■ Фрагмент текста ■
-------------------------

В августе в Локарно прошел 66-й кинофестиваль, на котором звезда американского и европейского кинематографа Жаклин Биссет получила почетную награду за вклад в искусство. Актриса, прославившаяся ролями в фильмах Романа Полански, Франсуа Трюффо, Джорджа Кьюкора, на киносмотре рассказала «Ленте.ру» о работе с властными режиссерами, игре с Трентиньяном, любовной сцене с Питером Селлерсом, достоинствах европейского кинематографа и своем последнем фильме «Добро пожаловать в Нью-Йорк» Абеля Феррары.
«Тупик» Романа Полански (1966)
В «Тупике» у меня совсем маленькая роль. Зато это очень большое кино. Помню про то время все без исключения. Но поскольку это была моя первая роль, мне совершенно не с чем было сравнить свою игру, работу самого Полански и уровень его мастерства. Уже потом, с течением времени, после участия в других фильмах я поняла, что тогда Роман был очень хорош в своем деле. Совершенно иной уровень кино, отличающийся от всего остального. Еще один такой режиссер для меня — Михаэль Ханеке. С ним я просто мечтаю когда-нибудь поработать. Что касается Полански, то он очень умный человек. Большой интеллектуал.

-------------------------

■ Задание 1 ■
Выберите из записей ниже все строки, в которых встречается слово «tire», с учетом регистра.

(Записи данных)
-------------------------

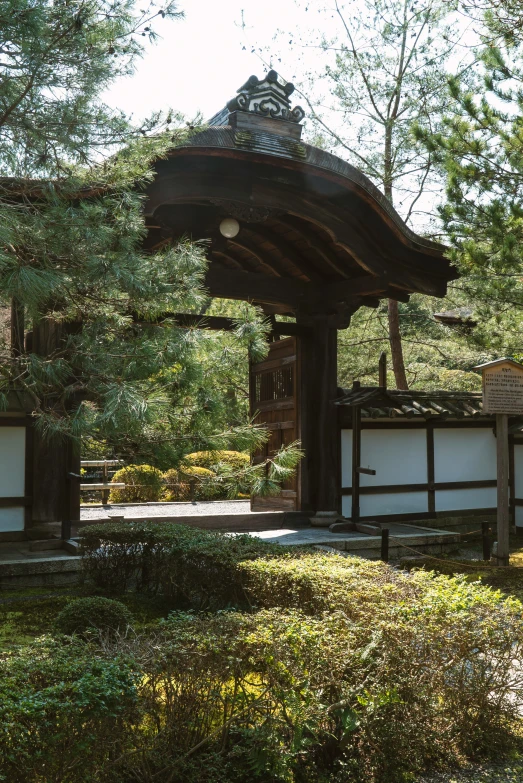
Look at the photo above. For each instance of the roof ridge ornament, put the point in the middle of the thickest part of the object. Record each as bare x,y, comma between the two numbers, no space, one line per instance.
268,97
262,106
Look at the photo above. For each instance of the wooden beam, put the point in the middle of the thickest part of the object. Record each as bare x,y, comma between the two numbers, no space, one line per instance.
314,241
218,323
263,261
291,253
230,284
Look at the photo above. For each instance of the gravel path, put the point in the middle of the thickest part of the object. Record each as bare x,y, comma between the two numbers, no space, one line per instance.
491,773
146,510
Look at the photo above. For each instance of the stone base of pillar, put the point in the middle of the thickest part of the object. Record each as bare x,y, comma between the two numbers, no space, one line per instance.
325,518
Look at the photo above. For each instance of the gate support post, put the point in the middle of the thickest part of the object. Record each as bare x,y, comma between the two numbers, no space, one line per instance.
317,376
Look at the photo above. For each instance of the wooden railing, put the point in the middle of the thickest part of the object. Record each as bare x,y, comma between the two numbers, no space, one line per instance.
104,486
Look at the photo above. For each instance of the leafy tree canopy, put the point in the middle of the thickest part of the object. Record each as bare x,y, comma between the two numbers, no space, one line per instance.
71,262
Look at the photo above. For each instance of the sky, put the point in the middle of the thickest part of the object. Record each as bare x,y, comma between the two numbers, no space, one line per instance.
199,63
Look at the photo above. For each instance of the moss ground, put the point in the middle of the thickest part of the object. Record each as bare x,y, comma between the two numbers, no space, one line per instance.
26,614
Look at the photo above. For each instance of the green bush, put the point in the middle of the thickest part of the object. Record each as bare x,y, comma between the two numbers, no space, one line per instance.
315,583
101,614
190,483
144,484
64,712
211,459
191,567
279,695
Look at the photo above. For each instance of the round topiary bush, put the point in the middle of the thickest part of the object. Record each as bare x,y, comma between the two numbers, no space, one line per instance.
97,614
211,459
189,483
144,484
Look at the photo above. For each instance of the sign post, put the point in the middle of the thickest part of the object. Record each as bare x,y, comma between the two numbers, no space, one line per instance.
502,395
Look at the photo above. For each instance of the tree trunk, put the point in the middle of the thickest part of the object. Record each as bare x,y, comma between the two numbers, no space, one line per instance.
396,348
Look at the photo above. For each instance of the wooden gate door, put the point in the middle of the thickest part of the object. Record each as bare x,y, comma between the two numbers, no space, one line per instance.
273,399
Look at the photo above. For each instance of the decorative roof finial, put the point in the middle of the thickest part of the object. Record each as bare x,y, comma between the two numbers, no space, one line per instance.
263,100
268,97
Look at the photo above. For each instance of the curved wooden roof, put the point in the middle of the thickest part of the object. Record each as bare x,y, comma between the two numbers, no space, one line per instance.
315,233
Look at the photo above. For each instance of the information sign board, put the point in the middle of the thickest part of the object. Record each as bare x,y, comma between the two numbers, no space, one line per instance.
503,389
502,395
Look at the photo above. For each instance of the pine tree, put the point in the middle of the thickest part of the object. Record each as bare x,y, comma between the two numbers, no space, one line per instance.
382,72
95,364
480,149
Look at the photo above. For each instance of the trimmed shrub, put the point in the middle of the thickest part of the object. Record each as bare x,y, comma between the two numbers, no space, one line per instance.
281,696
211,459
175,490
189,566
101,614
144,484
64,712
190,483
315,583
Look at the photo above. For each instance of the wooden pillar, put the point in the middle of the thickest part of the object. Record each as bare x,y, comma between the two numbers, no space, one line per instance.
55,494
356,462
317,377
503,481
17,328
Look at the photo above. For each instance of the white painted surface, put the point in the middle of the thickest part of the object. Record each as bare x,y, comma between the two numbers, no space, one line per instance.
11,519
394,503
400,457
346,459
464,454
518,470
397,456
462,499
12,462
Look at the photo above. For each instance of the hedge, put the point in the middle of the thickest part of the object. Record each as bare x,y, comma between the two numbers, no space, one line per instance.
191,483
213,459
342,671
93,614
144,484
64,711
189,566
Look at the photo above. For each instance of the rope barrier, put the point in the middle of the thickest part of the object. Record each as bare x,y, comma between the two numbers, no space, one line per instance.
446,562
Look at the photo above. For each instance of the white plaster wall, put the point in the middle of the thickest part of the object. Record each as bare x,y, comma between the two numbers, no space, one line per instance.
464,454
346,459
462,499
11,519
12,462
397,456
518,470
518,481
392,503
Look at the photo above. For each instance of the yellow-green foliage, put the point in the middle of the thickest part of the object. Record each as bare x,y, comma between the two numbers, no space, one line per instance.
144,484
189,483
316,583
212,459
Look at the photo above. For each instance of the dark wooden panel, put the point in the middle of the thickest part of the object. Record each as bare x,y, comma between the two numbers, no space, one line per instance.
8,502
13,421
386,489
272,390
430,470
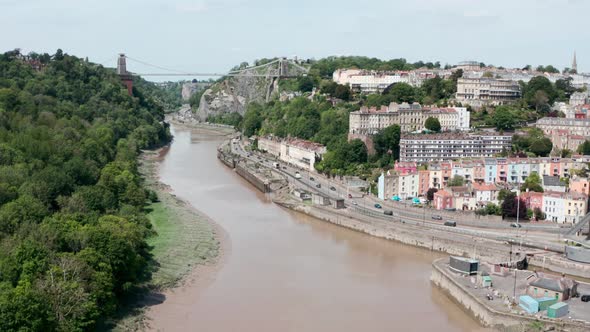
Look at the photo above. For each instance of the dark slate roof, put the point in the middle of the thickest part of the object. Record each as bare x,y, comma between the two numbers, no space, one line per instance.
552,181
546,283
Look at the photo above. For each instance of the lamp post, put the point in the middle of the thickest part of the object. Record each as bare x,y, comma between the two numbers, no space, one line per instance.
514,292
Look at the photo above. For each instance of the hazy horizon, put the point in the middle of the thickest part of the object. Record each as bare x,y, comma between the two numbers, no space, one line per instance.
213,36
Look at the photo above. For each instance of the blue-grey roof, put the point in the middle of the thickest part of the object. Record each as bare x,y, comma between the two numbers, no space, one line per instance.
552,181
550,284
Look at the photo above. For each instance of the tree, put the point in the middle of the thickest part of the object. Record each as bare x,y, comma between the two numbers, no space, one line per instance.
503,118
539,214
502,194
457,181
493,209
510,205
386,142
342,92
252,120
305,83
25,209
430,194
402,92
432,124
539,84
584,148
542,147
532,183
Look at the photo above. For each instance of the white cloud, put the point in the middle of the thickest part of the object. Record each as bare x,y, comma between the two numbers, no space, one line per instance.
195,7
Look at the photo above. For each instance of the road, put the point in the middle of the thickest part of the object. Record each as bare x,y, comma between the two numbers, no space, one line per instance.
361,206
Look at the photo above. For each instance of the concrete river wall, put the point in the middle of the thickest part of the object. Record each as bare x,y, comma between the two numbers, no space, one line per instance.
489,317
248,172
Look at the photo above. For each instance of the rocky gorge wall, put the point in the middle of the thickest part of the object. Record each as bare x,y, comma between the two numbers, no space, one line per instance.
233,94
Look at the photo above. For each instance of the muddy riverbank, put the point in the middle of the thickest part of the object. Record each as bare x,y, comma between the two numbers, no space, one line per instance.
290,272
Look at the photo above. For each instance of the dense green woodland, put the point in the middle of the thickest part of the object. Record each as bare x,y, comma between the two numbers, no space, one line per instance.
72,226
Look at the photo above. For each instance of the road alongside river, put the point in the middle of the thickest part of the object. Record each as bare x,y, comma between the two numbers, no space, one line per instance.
284,271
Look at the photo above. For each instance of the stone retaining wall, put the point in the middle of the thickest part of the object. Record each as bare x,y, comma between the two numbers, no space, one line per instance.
490,317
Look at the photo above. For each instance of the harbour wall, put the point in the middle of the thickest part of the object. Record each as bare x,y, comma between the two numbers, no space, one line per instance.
489,317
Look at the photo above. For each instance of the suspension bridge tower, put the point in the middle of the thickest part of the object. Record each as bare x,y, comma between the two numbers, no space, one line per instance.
125,76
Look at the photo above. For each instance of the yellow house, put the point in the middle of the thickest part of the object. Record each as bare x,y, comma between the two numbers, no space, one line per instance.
575,206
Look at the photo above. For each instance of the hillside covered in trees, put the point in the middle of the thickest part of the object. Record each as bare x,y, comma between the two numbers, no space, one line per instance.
72,226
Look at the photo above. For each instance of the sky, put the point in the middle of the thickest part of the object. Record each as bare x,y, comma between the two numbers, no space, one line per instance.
215,35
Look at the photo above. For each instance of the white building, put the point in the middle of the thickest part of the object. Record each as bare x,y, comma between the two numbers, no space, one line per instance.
579,98
408,185
367,81
553,204
451,146
478,92
298,152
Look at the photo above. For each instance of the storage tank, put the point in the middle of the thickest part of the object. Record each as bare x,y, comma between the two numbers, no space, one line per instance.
557,310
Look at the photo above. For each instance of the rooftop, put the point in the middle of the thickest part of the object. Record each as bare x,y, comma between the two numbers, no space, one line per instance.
450,136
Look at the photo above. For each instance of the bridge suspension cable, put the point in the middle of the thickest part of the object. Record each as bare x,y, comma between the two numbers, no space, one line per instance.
275,72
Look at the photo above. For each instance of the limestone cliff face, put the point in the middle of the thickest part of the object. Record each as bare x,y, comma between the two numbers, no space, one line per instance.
233,94
188,89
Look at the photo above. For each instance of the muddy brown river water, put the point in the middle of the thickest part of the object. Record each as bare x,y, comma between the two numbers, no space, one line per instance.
283,271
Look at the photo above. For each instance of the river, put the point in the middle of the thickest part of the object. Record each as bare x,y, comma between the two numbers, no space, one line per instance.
284,271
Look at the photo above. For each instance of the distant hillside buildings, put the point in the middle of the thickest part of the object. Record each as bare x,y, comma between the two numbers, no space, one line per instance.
566,133
485,177
373,81
298,152
478,92
451,146
366,122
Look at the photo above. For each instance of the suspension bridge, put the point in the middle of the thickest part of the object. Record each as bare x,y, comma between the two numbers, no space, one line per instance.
278,68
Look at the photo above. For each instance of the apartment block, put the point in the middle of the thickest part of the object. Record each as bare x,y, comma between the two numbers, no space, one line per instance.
478,92
451,146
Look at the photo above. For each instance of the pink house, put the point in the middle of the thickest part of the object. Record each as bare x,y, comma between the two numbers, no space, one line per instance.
443,200
532,200
555,167
405,167
479,171
580,185
424,182
502,170
447,172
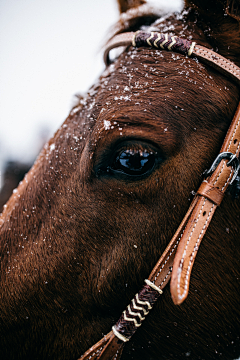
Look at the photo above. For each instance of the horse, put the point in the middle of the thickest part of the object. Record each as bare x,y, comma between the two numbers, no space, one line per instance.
93,215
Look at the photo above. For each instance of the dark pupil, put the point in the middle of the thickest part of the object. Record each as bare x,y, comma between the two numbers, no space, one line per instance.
134,162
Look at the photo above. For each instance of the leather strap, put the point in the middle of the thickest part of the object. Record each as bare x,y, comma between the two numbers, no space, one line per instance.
210,195
174,43
178,258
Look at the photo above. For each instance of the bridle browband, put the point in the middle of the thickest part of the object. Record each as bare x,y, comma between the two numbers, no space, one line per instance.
177,260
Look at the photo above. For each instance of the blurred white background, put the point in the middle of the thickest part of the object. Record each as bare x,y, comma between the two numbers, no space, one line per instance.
49,51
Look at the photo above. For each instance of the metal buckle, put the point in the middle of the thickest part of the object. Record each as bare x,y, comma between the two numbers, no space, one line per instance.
233,161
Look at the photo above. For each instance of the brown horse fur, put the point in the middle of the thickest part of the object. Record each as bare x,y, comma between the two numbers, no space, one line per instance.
77,240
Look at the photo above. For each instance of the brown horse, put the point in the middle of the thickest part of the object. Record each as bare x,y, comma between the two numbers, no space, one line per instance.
85,227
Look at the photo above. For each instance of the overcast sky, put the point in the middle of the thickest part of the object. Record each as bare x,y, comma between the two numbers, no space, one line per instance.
49,51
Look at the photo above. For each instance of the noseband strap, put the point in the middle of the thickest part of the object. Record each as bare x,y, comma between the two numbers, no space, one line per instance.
178,258
176,44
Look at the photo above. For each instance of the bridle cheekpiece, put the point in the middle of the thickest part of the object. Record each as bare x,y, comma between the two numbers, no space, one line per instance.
178,258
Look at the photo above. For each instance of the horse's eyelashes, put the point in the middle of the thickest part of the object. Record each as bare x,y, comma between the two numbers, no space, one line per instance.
133,161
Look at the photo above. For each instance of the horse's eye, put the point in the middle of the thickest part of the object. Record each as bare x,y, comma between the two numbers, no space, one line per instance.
134,162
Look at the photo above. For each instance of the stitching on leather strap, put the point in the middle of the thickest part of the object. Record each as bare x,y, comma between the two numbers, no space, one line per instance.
171,252
234,135
96,353
195,249
184,253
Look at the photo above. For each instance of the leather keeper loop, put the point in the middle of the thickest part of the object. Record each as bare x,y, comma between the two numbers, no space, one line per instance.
210,192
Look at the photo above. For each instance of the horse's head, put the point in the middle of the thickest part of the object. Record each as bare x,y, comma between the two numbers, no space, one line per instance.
107,193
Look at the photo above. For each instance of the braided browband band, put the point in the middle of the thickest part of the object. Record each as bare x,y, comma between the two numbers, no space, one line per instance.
177,260
174,43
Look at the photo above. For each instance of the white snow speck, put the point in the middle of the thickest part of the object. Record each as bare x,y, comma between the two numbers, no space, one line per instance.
52,147
107,124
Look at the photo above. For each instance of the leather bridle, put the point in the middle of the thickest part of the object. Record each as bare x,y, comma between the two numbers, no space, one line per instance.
178,258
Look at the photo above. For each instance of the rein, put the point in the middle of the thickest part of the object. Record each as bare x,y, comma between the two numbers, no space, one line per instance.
177,261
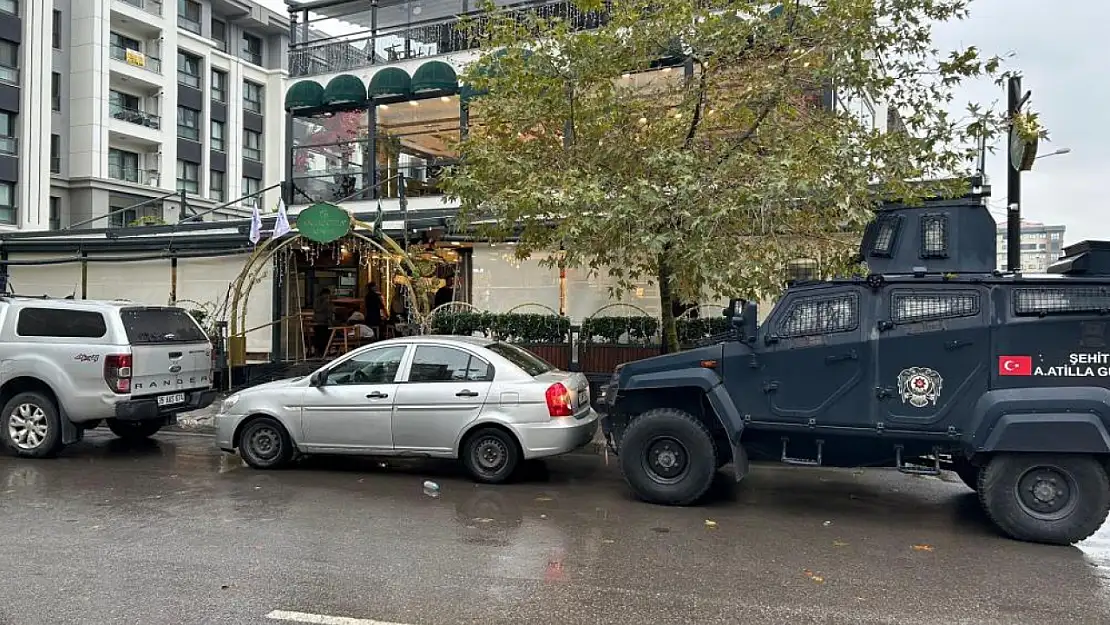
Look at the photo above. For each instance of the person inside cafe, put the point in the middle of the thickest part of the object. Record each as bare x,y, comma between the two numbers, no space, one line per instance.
323,314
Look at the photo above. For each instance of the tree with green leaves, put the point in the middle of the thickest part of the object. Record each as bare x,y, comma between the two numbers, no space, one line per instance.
692,143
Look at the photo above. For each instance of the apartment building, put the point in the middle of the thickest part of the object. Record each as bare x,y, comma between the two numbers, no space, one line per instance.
106,104
1041,245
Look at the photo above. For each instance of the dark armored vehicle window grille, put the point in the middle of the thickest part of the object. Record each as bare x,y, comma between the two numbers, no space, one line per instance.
935,237
820,315
1048,300
886,232
912,308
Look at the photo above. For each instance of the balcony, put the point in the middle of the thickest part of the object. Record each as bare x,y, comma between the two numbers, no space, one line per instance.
135,58
125,173
152,7
416,40
134,116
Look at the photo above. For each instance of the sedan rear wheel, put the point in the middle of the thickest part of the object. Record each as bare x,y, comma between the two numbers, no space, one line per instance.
491,455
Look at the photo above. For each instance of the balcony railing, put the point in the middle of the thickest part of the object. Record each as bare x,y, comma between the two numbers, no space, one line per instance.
152,7
135,58
134,116
422,39
125,173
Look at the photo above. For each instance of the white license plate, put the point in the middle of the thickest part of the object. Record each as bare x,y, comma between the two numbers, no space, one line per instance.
171,400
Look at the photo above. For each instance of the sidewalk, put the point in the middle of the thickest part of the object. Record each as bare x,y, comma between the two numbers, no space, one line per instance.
203,422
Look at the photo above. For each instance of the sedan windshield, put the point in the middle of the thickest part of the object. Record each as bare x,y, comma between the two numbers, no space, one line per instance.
532,364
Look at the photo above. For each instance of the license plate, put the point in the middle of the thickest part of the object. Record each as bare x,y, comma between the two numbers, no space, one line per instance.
171,400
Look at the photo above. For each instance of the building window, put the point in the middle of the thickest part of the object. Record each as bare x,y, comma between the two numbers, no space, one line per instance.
220,33
56,91
189,178
9,62
189,123
218,187
252,49
8,142
252,145
189,16
56,213
251,185
189,70
56,153
8,203
56,30
219,139
252,97
122,165
219,86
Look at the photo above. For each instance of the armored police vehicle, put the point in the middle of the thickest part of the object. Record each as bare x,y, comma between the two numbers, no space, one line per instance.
934,361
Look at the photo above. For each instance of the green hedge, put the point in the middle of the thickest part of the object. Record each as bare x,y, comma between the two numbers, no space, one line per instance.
520,328
524,328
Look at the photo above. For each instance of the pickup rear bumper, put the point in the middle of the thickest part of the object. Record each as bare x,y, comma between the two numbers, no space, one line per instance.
147,407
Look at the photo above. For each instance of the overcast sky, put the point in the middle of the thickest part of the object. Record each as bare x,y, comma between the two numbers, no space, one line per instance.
1062,50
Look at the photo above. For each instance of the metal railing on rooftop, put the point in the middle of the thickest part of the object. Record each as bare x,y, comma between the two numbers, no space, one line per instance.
420,39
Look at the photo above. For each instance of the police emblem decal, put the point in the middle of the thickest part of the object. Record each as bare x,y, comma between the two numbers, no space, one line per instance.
919,385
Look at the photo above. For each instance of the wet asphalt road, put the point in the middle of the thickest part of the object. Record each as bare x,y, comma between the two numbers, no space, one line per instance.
175,533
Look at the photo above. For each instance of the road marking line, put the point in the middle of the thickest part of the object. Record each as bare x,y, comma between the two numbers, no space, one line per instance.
323,618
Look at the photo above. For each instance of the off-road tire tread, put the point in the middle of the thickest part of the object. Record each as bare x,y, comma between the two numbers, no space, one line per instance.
1092,481
708,457
47,451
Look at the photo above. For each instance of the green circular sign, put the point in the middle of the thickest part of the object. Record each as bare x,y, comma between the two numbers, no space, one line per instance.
323,222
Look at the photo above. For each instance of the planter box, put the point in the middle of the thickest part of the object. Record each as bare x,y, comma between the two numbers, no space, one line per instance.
599,358
558,354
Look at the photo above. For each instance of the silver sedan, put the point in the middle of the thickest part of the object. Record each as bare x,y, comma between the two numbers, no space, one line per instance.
487,403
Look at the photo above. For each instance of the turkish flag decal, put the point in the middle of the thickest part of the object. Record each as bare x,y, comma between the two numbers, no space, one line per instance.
1015,365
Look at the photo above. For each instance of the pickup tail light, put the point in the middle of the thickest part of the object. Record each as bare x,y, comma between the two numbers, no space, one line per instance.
118,372
558,401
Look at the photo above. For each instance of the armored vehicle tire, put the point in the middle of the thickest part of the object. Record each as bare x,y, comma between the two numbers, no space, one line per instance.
133,430
30,425
1046,499
265,444
667,456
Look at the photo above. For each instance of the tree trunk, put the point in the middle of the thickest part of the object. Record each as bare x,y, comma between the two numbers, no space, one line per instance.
667,305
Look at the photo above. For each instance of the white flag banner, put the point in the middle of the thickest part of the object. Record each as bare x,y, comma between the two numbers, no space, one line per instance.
255,224
281,224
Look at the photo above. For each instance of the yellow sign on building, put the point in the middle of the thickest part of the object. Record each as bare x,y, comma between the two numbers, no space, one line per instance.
135,58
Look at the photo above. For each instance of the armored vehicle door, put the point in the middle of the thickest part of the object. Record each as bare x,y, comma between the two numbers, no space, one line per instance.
932,360
813,358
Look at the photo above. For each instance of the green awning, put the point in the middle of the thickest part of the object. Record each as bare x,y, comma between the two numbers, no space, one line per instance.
303,96
345,90
435,76
391,82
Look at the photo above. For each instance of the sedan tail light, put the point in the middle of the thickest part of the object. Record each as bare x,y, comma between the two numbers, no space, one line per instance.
118,372
558,401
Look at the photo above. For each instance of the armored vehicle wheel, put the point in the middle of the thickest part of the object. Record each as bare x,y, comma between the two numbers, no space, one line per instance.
133,430
1046,499
668,457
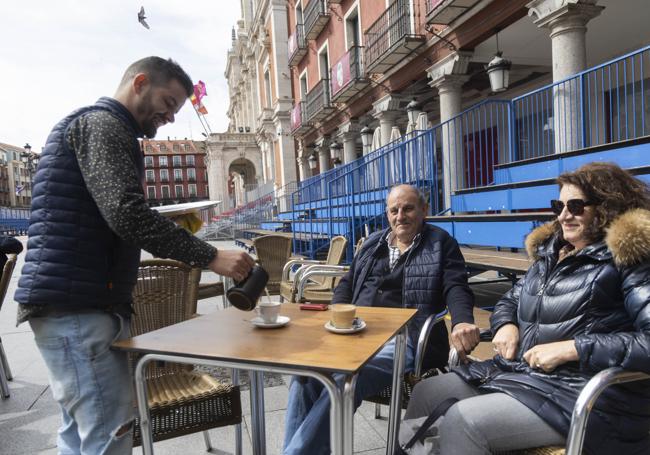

-------------------------

■ Задание 2 ■
Перепечатайте фрагмент интервью с Жаклин Биссет, начиная со слов «В августе в» и заканчивая словами «Романа Полански (1966)».

■ Письменное решение 1 ■
Look at the photo above. For each instance of the off-road tire tread, put the point in the middle of the thickest part of the object. Record each as bare x,y, comma between the two numbers, no space, one line per instance.
Look at the photo above. For each instance of the armored vehicle tire, put the point in the middle of the thickest part of the object. Record each as bare x,y, comma between the two numbers, no space, one line per instance.

■ Письменное решение 2 ■
В августе в Локарно прошел 66-й кинофестиваль, на котором звезда американского и европейского кинематографа Жаклин Биссет получила почетную награду за вклад в искусство. Актриса, прославившаяся ролями в фильмах Романа Полански, Франсуа Трюффо, Джорджа Кьюкора, на киносмотре рассказала «Ленте.ру» о работе с властными режиссерами, игре с Трентиньяном, любовной сцене с Питером Селлерсом, достоинствах европейского кинематографа и своем последнем фильме «Добро пожаловать в Нью-Йорк» Абеля Феррары.
«Тупик» Романа Полански (1966)